### WHAT YOU NEED TO DO
Whenever a line in the entries below includes the string "Query", count that line. Report the total alone.

### INFORMATION PROVIDED
----------

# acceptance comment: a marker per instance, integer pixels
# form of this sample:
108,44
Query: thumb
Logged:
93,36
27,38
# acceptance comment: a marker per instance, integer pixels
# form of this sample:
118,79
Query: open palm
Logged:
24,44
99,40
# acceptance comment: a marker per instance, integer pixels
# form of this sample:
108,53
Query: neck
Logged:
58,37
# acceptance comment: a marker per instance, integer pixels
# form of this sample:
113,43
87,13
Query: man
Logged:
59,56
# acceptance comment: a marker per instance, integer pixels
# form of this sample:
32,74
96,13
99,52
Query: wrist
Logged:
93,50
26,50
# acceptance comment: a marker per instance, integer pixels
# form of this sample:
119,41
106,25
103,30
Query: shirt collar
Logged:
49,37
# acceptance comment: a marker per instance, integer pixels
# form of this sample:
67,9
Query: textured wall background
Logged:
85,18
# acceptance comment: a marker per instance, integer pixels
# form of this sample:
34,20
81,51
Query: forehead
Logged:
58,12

----------

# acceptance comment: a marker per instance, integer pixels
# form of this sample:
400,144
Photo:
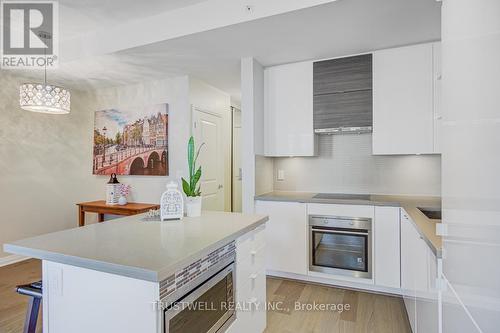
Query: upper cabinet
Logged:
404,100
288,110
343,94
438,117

----------

### RESPONSE TO THE TASK
9